Collected data entries

Segment Open

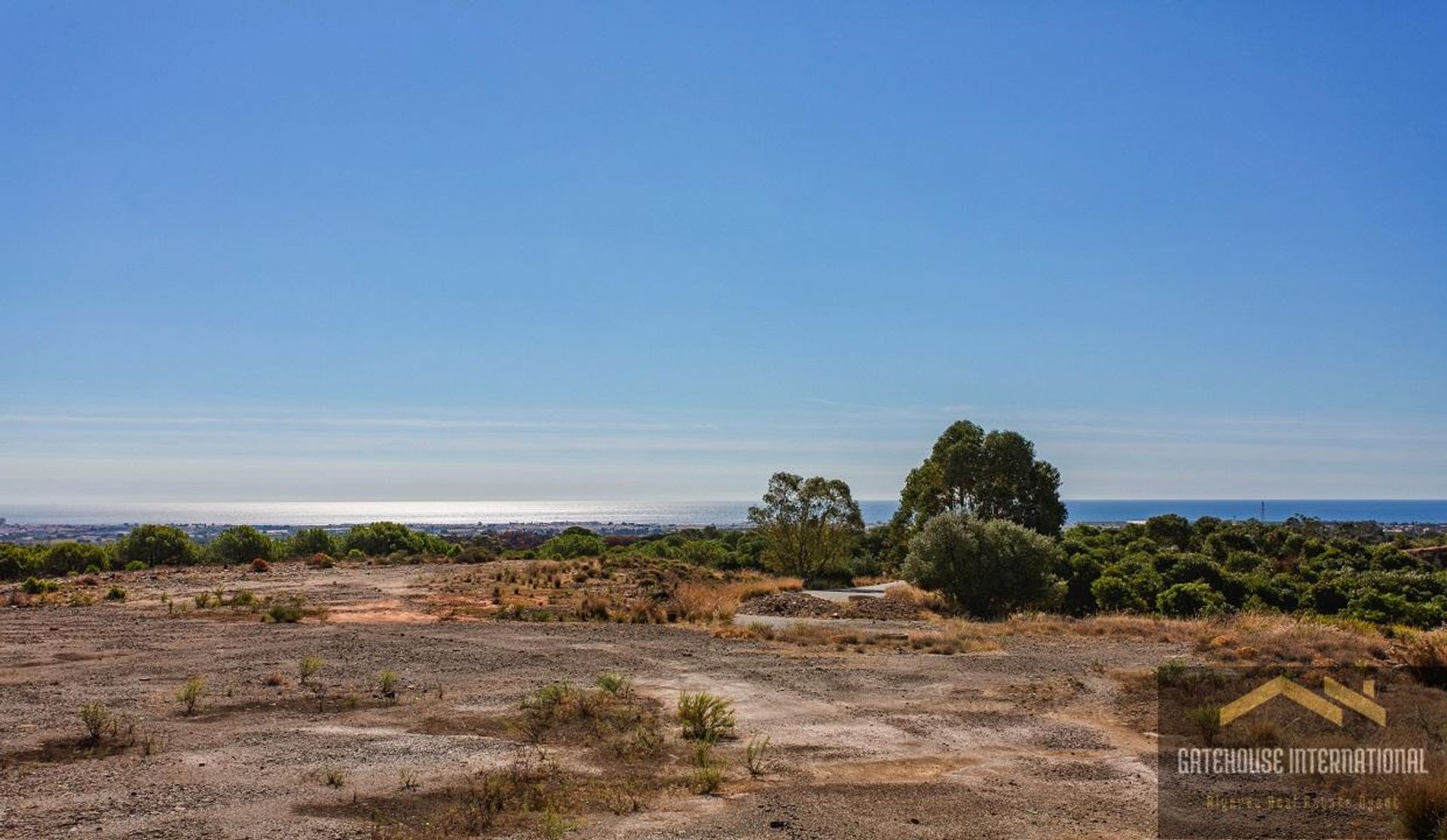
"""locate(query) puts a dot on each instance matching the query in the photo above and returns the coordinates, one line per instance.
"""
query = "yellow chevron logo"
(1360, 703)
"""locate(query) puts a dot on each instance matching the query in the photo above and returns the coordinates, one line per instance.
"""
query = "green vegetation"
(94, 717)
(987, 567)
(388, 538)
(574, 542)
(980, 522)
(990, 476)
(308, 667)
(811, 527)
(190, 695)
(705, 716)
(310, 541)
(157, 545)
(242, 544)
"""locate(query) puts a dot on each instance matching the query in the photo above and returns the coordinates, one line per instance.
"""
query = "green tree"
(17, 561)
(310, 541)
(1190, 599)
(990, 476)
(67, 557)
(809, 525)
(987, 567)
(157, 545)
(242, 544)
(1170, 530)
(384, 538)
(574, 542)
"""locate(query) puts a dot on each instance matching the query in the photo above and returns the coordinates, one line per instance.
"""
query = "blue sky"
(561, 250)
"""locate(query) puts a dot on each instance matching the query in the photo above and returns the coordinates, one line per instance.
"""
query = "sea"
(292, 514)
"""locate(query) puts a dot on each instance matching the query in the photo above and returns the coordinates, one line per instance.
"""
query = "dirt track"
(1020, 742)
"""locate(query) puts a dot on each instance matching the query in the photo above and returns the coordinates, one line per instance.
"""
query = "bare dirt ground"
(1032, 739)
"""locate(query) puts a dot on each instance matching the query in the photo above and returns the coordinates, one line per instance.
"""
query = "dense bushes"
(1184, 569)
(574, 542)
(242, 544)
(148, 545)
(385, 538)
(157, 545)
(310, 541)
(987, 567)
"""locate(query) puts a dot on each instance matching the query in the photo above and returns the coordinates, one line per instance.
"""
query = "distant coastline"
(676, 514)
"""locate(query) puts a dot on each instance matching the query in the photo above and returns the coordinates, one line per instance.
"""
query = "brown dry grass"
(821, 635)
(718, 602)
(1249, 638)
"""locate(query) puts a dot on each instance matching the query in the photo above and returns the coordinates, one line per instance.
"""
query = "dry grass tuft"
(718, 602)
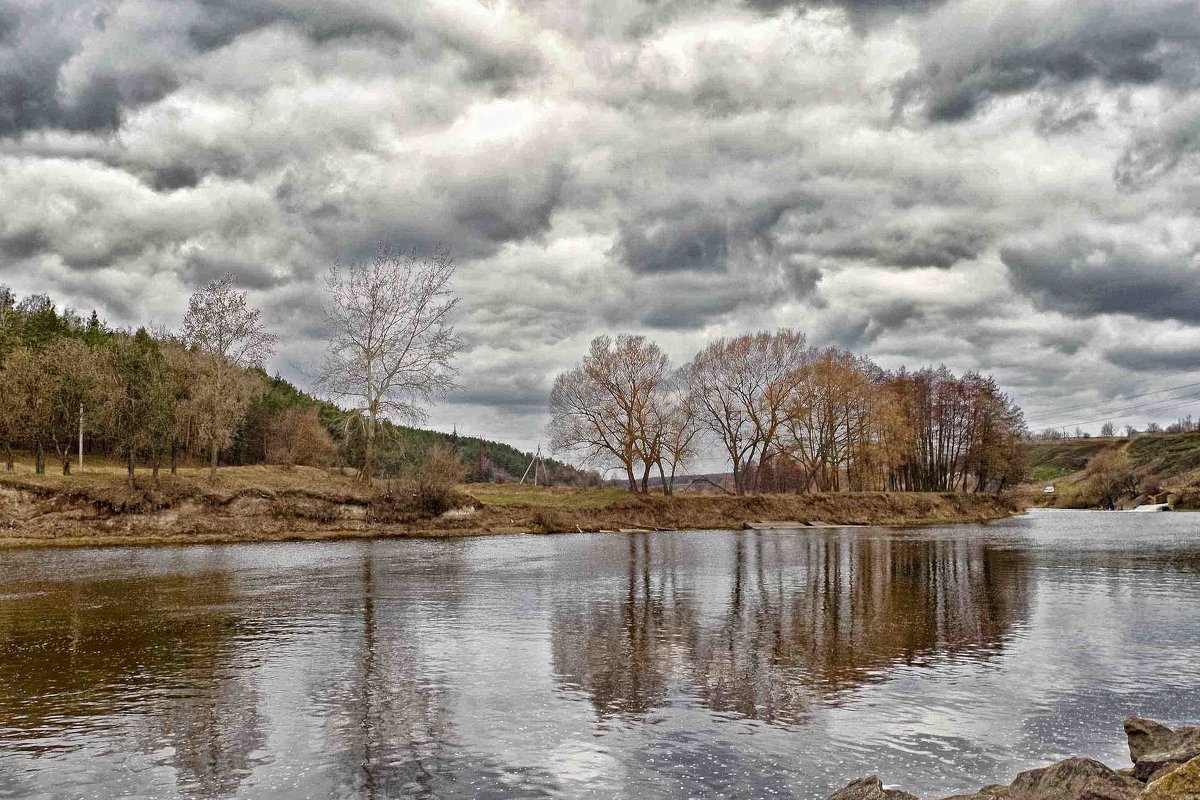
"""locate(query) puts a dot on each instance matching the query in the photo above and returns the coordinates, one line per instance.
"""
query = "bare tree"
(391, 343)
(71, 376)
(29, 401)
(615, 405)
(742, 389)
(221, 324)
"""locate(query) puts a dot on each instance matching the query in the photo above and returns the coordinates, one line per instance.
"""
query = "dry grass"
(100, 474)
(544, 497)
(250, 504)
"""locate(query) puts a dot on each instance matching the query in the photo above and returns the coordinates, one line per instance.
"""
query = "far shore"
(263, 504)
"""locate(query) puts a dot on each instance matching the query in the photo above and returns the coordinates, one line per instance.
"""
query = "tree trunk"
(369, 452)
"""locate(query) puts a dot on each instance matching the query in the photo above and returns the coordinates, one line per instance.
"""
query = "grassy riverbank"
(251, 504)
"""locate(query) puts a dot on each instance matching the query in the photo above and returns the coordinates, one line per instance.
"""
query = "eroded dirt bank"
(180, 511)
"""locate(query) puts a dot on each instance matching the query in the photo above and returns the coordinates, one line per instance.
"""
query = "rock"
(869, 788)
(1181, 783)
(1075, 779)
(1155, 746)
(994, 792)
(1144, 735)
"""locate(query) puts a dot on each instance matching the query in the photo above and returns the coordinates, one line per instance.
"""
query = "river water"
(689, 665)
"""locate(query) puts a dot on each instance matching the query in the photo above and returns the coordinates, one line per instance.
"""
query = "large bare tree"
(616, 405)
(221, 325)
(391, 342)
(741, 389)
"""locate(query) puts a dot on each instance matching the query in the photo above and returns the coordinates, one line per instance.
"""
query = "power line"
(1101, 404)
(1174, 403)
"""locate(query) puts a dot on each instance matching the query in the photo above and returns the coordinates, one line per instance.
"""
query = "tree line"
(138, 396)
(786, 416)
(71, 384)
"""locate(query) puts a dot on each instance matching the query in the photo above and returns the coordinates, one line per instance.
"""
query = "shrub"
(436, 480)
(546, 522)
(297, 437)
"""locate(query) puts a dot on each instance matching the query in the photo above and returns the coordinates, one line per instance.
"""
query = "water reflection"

Segment Closed

WHAT IS EXPECTED: Your reply should hold every line above exactly as written and none of the pictures.

SOLVED PROBLEM:
"""locate(query) puts a dot on each instance matching the query in the photo above and returns the coordinates, one line per instance.
"""
query = "yellow chevron logo"
(1360, 703)
"""locate(query) puts a dot on each instance matching the query in the photo above and returns the coordinates, one line per instance.
"""
query = "green vegetation"
(94, 717)
(987, 567)
(388, 538)
(574, 542)
(980, 522)
(990, 476)
(308, 667)
(811, 527)
(190, 695)
(705, 716)
(310, 541)
(157, 545)
(242, 544)
"""locate(query) puts a dot on each instance matching the query in the photo above and returns the coordinates, one line per instance.
"""
query = "green tree"
(17, 561)
(310, 541)
(1190, 599)
(990, 476)
(67, 557)
(809, 525)
(987, 567)
(157, 545)
(242, 544)
(1170, 530)
(384, 538)
(574, 542)
"""locate(query) puts a dot on each instance matching the query in the photo above and returns the coordinates, one line per instance.
"""
query = "blue sky"
(561, 250)
"""locate(query) puts a dot on each instance matching the query in the photo above and returns the coordinates, one line per instance.
"""
query = "sea"
(292, 514)
"""locate(query) puts a dot on each instance matching the query in the photo above and returns the coordinates, one line per instance.
"""
query = "dirt track"
(1020, 742)
"""locate(query) puts a dot on each instance matching the query in the photo above and returns the coordinates, one line per instance.
"""
query = "bare dirt ground"
(1032, 739)
"""locate(query) puts a dot on each instance matching the query in the photo above and returns the coordinates, one line per instance.
"""
query = "dense bushes"
(1184, 569)
(574, 542)
(242, 544)
(148, 545)
(385, 538)
(157, 545)
(310, 541)
(987, 567)
"""locate(query) puts a dot on each instance matching the query in the photo above and returns the coordinates, one line per instance.
"""
query = "distant coastline"
(676, 514)
"""locate(query) puts a dot on each instance matching the query in the photo above and returns the coordinates, one line per instance.
"""
query = "brown dry grass"
(821, 635)
(718, 602)
(1249, 638)
"""locate(query) puts a dot on each instance matching the query in the photo above and returns the coordinates, one line per instance.
"""
query = "dry grass tuft"
(718, 602)
"""locate(query) puts a dot on each instance matching the query in the photo above and returns the coordinates, one line per instance.
"""
query = "bare tree"
(391, 343)
(71, 376)
(29, 401)
(615, 405)
(742, 389)
(221, 324)
"""locate(query) puts a dot on each instance matching the query in the photo above and returns the coordinates, one line per instance.
"""
query = "dry grass"
(100, 474)
(544, 497)
(250, 504)
"""locate(query) puts a dot on each instance matching the query in the photo above and returns the coordinates, one line per instance.
"""
query = "far shore"
(263, 504)
"""locate(query) puts a dot on each instance matching the query in the photo above and returns the coordinates, one line per instance.
"""
query = "tree trunk"
(369, 452)
"""locate(query) puts a dot on each instance matching the query in the photo above and returns the coordinates, one line per instance.
"""
query = "grassy riverbank"
(251, 504)
"""locate(query) puts a dot on each instance matching the query in the photo above and returns the coordinates, one line per instance.
"""
query = "eroded dirt bank"
(180, 511)
"""locate(query) puts a dot on each instance matching the query in the photo above and returns the coordinates, one line per instance.
"""
query = "rock"
(869, 788)
(1181, 783)
(1075, 779)
(1155, 746)
(994, 792)
(1144, 735)
"""locate(query) puts a dot on each instance matching the query in the photo above and returns the coordinates, one line per instance.
"""
query = "river water"
(689, 665)
"""locate(query) puts a dot on each instance matching the query in the photo above and returns the coordinates, one line per instance.
"""
query = "large bare tree"
(616, 405)
(221, 325)
(391, 342)
(741, 389)
"""locate(query) puts a dot on each instance matching the query in the photo above and returns the coordinates, one line per instance.
"""
query = "power line"
(1101, 404)
(1174, 403)
"""locate(query) puts a dot on each instance matching the query in the photo above and returns the coordinates, one line per instance.
"""
query = "tree line"
(138, 396)
(786, 416)
(71, 384)
"""locate(query) puts a dot on each instance matching the query in the photo above and returns the coordinates, one line per instance.
"""
query = "shrub"
(436, 480)
(546, 522)
(297, 437)
"""locate(query) puts a dot on each instance matching the query in the photo above and returns the coordinates, one line per instance.
"""
query = "water reflection"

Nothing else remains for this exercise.